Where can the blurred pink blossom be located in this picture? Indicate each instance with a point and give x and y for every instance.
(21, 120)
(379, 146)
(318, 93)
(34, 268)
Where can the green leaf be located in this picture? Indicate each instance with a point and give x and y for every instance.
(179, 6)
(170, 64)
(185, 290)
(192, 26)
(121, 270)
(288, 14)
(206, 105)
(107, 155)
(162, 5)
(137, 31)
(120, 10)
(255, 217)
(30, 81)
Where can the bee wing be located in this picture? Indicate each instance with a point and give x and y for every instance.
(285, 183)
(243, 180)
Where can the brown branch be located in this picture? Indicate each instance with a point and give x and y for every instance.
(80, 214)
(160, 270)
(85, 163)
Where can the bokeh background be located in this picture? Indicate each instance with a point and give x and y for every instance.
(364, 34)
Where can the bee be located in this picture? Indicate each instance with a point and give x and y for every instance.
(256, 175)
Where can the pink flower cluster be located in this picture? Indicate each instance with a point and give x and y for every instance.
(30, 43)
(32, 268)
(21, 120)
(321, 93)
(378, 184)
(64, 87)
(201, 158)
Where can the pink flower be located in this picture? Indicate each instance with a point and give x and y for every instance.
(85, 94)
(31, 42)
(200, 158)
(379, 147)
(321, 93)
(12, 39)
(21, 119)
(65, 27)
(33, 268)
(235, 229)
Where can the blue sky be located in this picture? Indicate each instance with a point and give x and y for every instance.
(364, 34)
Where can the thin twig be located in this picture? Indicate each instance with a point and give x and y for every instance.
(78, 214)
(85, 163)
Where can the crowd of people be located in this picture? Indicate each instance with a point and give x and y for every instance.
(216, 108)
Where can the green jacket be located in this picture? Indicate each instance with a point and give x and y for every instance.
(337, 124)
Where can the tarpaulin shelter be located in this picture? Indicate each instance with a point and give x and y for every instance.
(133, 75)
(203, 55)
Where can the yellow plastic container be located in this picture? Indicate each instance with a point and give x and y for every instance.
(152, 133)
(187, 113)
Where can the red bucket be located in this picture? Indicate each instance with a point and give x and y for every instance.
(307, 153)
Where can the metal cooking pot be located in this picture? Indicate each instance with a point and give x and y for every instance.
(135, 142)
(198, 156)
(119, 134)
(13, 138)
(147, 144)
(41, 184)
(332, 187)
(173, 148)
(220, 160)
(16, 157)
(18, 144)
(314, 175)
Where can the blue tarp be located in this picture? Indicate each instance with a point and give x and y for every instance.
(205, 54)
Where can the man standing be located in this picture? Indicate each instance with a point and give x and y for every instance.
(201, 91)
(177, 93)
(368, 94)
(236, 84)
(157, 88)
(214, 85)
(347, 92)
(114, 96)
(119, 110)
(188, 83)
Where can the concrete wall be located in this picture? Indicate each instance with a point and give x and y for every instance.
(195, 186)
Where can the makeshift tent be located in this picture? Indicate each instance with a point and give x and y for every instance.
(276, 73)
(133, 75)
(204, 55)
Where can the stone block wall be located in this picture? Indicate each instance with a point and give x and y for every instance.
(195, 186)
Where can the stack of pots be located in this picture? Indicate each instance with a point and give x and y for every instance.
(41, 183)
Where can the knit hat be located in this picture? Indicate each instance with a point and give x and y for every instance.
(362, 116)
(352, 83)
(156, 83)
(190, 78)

> [Task directions]: An exact reproduction of all the entries above is required.

> [Exercise solution]:
Where can the blurred pink blossom be located in this picture? Indicate each instance with a point and give x and y for every instance.
(21, 120)
(379, 146)
(318, 93)
(34, 268)
Where can the green leaf be located in this picture? Indicate each instance with a point and give x and y for every instance.
(179, 6)
(170, 64)
(185, 290)
(192, 26)
(121, 270)
(288, 14)
(206, 105)
(107, 155)
(162, 5)
(137, 31)
(120, 10)
(255, 217)
(30, 81)
Where can the bee wing be located in this picture? Indicate each instance with a point and give x and y for every instance.
(285, 183)
(243, 180)
Where can the brown branch be located in this picture? Indicate each instance with a point and give x and y for every instance.
(80, 214)
(160, 270)
(85, 163)
Where can the bokeh background be located in this picture? Indicate each instance with a point and give x and y for every instance.
(364, 34)
Where can the bee be located in this picture? Indicate each instance with a point and give x and y for every instance.
(256, 175)
Where can the pink flower cluster be located in this picture? Indicate each instance with a point and give x and y for every instance.
(30, 43)
(32, 268)
(21, 120)
(321, 93)
(378, 184)
(64, 87)
(201, 158)
Where can the pink flower be located in this picture? Indicate each instance with a point and give x and y for every instance.
(85, 94)
(31, 42)
(200, 158)
(379, 147)
(321, 93)
(12, 39)
(21, 119)
(65, 27)
(33, 268)
(235, 229)
Where can the blue sky be located in this picture? Indicate each instance with a point and give x and y for every instance.
(364, 34)
Where can the thin twig be located in this picture? Indicate each instance with a point and give x and y for every instance.
(78, 214)
(85, 163)
Where can the crowd of people be located in this picture? Indicate each instance with a point and give x and y for every instance.
(216, 108)
Where can the green jacket be located in this picture? Indicate each instance with a point and give x and y for every instance.
(337, 124)
Where can the tarpaulin shelter be located in this picture? Indicate each instance with a point and give x and y for every instance.
(133, 75)
(203, 55)
Where can the yellow plastic container be located in this picture? Indicate each instance with a point and give x and y for every instance.
(152, 133)
(187, 113)
Where can the red bucket be located in this picture? Indicate each instance with a point and give x and y for every instance.
(307, 153)
Where can the metal cooking pot be located in this picture? Indicate each instance with a point and give x and y for every instance.
(135, 142)
(198, 156)
(119, 134)
(13, 138)
(147, 144)
(41, 184)
(332, 187)
(173, 148)
(220, 160)
(16, 157)
(18, 144)
(314, 175)
Where can the blue tarp be located in this picture? Indicate each instance with a point and give x and y for every instance.
(205, 54)
Where can the man standing be located in this picture? Indicate each instance with a point and give x and y for every instance.
(201, 91)
(177, 93)
(368, 94)
(236, 84)
(157, 88)
(214, 85)
(347, 92)
(114, 96)
(119, 110)
(188, 83)
Where can the concrete wall be located in this picture? Indicate each instance with a point and give x and y for every instance.
(195, 186)
Where can the makeshift tent be located in this picture? Indicate each instance with a point and give x and y for every instance.
(276, 73)
(133, 75)
(204, 55)
Where can the stone block wall be located in this picture? Indicate each instance with a point and give x and y for every instance.
(195, 186)
Where can the stack of pots be located in this picture? Indicate each instance with a point and give x and y for every instance.
(41, 183)
Where can the knit hat be located in this picture? Indicate each instance with a point and give x and y for every instance.
(362, 116)
(352, 83)
(156, 83)
(190, 78)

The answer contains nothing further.